§ Exercises to complete
**a.** In the page on imbalanced training data below, why does the "down-sample and up-weight" method multiply the loss for a majority class item by 2? Answer in one to three sentences.
**b.** Please answer these questions from the page on imbalanced training data below, one line each:
(i) How many nearest neighbors does SMOTE find for a randomly selected minority item?
(ii) According to the page, what does the existence of dozens of techniques indicate?
(iii) Which two operations does the page say can't be done directly on categorical data?
**c.** Continue the page on imbalanced training data from its last sentence.

§ Page extract
Suppose you have a binary classification problem where there are many of one class, but very few of the other class. For example, with medical data, you might have many thousands of data items representing people, that are class 0 (no disease), but only a few dozen items that are class 1 (have the disease). Or with security data, you could have thousands of data items that are class 0 (normal) but only a few items that are class 1 (security risk). Such datasets are called imbalanced.
If you train a prediction model using all of the imbalanced training data, the items with the majority class will overwhelm the items with the minority class. The resulting model will likely predict the majority class for any input.
The same ideas apply to multi-class classification. For simplicity, I’ll assume a binary classification scenario.
There are two approaches for dealing with imbalanced training data. You can delete some of the majority items so you have roughly equal numbers of both classes. Or you can generate new synthetic minority items. In practice, best results are usually obtained by combining techniques: delete some majority class items and also generate some synthetic minority class items.
Both of these two general approaches have dozens of variations. The fact that there are dozens of techniques indicates that no one technique works best.
A typical example of generating synthetic data is the SMOTE technique (“synthetic minority over-sampling technique”). It’s very simple. You repeatedly select a minority class data item, A, at random. Then you find the five nearest neighbor items of A, call them (B, C, D, E, F). Then you randomly select one of the nearest neighbors, suppose it’s E. Then you construct a new synthetic minority item by computing the average of A and E (with small random noise added).
There are many variations of the SMOTE technique. But they all assume that your data items are strictly numeric — you can’t directly find k-nearest neighbors on categorical data, and you can’t find an average of two categorical data items.
A typical example of deleting majority class items is called “down-sample and up-weight”. In its most basic form, you delete 50% (or whatever) of randomly selected majority class items, a factor of 2. Then, during training, when you compute the loss value for a majority item, you multiply the loss by 2. The idea is that there are really twice as many majority items as you’re training on, so you should weight a majority class item twice as much. This approach seems odd at first but because you have roughly equal numbers of majority and minority class items during training, the majority class items are less likely to overwhelm minority class items.

§ Raw data
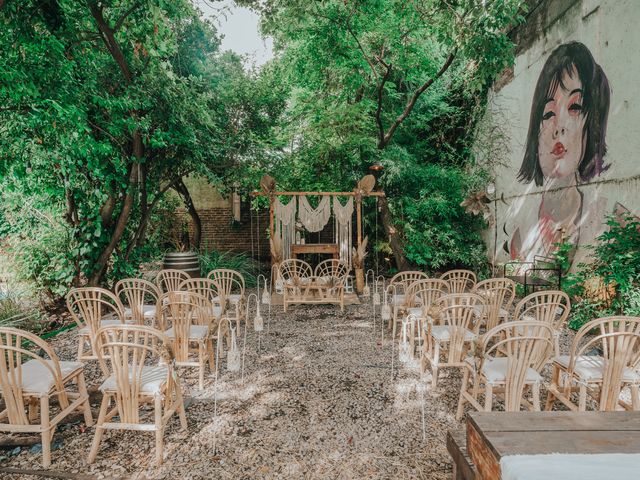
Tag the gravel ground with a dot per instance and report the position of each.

§ Results for the exercise
**a.** After half of the majority class items are deleted, there are really twice as many majority items as the model trains on, so each one should count twice as much. Because training then uses roughly equal numbers of majority and minority class items, the majority class is less likely to overwhelm the minority class.

**b.**
(i) Five.
(ii) It indicates that no one technique works best.
(iii) Finding k-nearest neighbors and finding the average of two data items.

**c.**
There are many variations of the down-sample and up-weight technique. An interesting paper written by one of my work colleagues starts by training a crude (but fast to create) prediction model on all data, and then uses the loss information generated by the crude model to intelligently select majority items to delete.
In general, whenever I read about a problem that uses a classical statistics or classical ML technique (such as k-nearest neighbors), I ponder using one of the deep neural techniques in my personal ML mental toolkit.
My first thought was that generating synthetic minority class items sounds like a problem that is well-suited for a variational autoencoder (VAE). A VAE is specifically designed to generate synthetic data. So, you’d train a VAE on the minority class items, then use the trained VAE to generate synthetic minority class items. Simple.
One advantage of the VAE approach compared to SMOTE is that a VAE can work with both numeric and categorical data. However, a VAE is much more complex than a k-NN based approach — possibly too complex for an average data scientist. I zapped together a proof of concept using PyTorch, where I created and trained a VAE to generate synthetic ‘1’ digits from the UCI Digits dataset. Each image is 8 by 8 grayscale pixels. The synthetic ‘1’ looked decent enough. However, when I generated several synthetic ‘1’ digits, they seemed too close to each other. This suggest my VAE is too good — it’s overfitting. One way to deal with a VAE that overfits is to adjust its architecture
As always, thought experiments are a good start, but I’d need to code some experiments to see what will actually happen.
No face has features that are perfectly balanced. In fact, a certain amount of imbalance in facial features contributes to attractiveness. Here are four attractive celebrities who have one eye that is noticeably smaller than the other. From left to right: Paris Hilton, Ariana Grande, Ryan Gosling, Angelina Jolie.